What is required -
Read through the records below and copy each line that uses the word "hydrangea".
=== Begin Enclosure ===
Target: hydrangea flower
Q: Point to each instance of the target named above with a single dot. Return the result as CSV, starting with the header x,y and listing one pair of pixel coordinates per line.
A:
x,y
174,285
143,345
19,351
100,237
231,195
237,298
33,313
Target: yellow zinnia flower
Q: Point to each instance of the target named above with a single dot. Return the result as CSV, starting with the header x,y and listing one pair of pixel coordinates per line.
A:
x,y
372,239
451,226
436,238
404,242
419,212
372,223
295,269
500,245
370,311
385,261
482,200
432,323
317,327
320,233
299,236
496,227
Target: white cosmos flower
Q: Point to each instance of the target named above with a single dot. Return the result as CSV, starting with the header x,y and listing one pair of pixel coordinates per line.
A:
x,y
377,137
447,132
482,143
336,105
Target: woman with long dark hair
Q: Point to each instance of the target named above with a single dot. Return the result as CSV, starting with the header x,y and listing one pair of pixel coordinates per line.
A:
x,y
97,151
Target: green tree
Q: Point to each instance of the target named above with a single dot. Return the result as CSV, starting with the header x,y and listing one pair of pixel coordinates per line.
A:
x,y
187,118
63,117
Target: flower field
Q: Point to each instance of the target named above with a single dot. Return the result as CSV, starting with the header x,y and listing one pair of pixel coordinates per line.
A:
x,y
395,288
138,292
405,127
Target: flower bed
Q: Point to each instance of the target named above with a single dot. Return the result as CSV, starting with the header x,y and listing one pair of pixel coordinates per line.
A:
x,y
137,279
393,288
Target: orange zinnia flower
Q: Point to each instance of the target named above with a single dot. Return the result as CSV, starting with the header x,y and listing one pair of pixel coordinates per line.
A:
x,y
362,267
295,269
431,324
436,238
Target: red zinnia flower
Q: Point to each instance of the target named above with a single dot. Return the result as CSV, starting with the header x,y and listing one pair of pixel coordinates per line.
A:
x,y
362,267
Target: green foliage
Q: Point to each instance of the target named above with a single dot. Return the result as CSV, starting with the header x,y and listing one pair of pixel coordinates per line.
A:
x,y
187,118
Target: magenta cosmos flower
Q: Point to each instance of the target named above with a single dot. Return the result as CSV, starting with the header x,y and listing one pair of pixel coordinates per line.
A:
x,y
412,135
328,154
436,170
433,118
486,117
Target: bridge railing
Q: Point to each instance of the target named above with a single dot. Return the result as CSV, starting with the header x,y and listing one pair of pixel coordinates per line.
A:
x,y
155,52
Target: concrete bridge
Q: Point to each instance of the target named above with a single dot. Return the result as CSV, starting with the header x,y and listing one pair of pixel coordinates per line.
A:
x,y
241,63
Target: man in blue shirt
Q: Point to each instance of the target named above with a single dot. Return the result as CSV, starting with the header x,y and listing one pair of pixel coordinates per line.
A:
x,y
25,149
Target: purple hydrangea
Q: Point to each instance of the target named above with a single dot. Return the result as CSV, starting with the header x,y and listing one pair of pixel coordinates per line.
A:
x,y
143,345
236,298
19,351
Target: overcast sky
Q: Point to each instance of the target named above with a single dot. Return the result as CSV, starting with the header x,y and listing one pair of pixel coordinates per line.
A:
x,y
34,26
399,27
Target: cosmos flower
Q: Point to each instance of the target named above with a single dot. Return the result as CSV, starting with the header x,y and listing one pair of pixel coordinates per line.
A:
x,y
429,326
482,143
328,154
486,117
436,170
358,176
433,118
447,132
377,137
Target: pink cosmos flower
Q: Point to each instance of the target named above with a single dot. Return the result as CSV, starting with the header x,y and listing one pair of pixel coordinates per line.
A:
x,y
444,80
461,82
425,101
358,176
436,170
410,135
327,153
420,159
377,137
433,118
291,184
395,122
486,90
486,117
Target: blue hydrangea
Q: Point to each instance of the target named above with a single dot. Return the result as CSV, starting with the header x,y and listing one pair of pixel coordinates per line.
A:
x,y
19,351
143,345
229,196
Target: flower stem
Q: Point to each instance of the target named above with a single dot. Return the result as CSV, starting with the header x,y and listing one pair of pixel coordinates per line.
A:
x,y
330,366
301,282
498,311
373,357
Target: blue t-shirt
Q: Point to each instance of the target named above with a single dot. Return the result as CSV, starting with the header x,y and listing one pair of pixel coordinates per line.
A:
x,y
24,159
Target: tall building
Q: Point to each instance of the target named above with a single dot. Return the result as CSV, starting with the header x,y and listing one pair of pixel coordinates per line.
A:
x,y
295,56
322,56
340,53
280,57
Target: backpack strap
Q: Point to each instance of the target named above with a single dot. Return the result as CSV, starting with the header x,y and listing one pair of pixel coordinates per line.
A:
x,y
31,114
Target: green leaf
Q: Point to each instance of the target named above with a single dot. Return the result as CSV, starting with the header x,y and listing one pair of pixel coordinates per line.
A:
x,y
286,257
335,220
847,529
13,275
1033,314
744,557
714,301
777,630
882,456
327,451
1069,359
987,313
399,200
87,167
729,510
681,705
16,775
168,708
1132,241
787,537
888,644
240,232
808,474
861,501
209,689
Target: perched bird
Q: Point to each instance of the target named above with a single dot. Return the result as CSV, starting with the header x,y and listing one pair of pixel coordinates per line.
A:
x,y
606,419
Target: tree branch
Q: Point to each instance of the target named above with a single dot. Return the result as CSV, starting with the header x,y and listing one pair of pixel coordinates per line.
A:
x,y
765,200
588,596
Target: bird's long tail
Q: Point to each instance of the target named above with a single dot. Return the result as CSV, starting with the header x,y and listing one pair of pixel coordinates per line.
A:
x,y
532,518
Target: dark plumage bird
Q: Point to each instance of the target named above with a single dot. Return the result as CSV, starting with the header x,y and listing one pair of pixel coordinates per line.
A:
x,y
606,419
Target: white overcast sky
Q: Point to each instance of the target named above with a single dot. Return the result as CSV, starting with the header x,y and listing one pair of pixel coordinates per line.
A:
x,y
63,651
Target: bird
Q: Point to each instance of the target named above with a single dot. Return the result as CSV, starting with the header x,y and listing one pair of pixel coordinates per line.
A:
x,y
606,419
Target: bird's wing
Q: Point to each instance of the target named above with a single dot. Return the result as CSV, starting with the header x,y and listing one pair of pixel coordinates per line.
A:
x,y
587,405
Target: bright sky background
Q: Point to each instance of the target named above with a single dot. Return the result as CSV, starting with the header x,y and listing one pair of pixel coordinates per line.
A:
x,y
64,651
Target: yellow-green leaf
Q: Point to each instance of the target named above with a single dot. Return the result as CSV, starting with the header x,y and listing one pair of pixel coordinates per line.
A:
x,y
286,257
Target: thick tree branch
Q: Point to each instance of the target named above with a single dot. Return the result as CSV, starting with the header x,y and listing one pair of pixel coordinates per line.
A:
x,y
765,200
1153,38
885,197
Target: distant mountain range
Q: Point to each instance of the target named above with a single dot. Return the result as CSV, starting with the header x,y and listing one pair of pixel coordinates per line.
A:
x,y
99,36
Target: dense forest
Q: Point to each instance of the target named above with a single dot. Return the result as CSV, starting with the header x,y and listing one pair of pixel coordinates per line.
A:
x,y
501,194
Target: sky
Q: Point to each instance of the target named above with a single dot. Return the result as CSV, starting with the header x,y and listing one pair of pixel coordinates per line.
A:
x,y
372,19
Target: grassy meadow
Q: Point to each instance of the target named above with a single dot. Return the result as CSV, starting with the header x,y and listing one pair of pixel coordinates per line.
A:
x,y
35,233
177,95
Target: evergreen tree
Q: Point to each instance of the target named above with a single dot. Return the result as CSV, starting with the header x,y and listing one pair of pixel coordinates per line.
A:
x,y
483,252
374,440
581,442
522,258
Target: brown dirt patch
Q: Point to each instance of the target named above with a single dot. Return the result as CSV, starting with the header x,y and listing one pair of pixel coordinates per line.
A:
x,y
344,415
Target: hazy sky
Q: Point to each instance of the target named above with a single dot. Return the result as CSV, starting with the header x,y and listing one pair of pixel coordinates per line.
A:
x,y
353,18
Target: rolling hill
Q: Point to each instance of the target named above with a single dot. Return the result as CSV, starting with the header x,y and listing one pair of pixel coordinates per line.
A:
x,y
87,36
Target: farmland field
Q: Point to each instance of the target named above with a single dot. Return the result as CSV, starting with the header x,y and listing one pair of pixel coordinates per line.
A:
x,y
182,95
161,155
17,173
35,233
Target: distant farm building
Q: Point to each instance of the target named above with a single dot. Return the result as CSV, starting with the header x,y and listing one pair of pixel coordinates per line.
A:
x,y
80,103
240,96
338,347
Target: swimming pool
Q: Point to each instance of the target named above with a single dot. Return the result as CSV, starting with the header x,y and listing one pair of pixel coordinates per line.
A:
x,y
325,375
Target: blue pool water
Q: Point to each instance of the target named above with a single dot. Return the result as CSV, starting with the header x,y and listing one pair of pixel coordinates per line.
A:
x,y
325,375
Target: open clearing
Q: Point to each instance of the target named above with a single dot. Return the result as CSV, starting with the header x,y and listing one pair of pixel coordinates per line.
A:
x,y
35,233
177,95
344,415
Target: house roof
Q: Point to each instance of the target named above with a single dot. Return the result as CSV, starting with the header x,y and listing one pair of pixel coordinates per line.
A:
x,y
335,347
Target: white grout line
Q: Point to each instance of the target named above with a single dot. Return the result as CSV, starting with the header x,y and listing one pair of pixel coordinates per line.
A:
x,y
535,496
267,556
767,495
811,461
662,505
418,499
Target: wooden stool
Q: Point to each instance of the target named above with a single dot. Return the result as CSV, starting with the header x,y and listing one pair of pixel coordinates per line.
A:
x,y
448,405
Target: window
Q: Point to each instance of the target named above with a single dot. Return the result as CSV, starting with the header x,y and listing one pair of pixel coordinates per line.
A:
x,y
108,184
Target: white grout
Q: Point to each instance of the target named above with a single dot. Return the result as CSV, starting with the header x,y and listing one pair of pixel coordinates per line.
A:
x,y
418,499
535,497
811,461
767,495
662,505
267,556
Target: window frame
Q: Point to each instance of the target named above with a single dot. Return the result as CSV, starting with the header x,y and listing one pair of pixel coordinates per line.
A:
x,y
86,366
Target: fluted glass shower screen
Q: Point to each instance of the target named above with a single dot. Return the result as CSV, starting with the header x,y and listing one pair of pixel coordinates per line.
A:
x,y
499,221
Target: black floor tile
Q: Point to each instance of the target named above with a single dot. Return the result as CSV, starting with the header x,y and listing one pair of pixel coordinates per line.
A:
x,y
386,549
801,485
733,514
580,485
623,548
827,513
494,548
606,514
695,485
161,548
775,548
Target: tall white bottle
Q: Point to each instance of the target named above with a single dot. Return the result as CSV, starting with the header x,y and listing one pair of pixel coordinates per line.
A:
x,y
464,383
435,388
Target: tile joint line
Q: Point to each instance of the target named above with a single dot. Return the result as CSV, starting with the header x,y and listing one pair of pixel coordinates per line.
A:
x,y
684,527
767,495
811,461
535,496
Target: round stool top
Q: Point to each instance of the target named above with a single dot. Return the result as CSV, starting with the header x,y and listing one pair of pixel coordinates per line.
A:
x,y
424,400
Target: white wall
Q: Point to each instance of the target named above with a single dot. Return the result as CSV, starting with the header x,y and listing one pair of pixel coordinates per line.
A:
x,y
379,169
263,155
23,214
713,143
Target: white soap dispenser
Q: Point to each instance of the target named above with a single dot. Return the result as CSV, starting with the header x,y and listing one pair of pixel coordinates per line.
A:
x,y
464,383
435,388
=== End Enclosure ===
Exercise response -
Target: hydrangea flower
Target: purple hydrangea
Target: blue hydrangea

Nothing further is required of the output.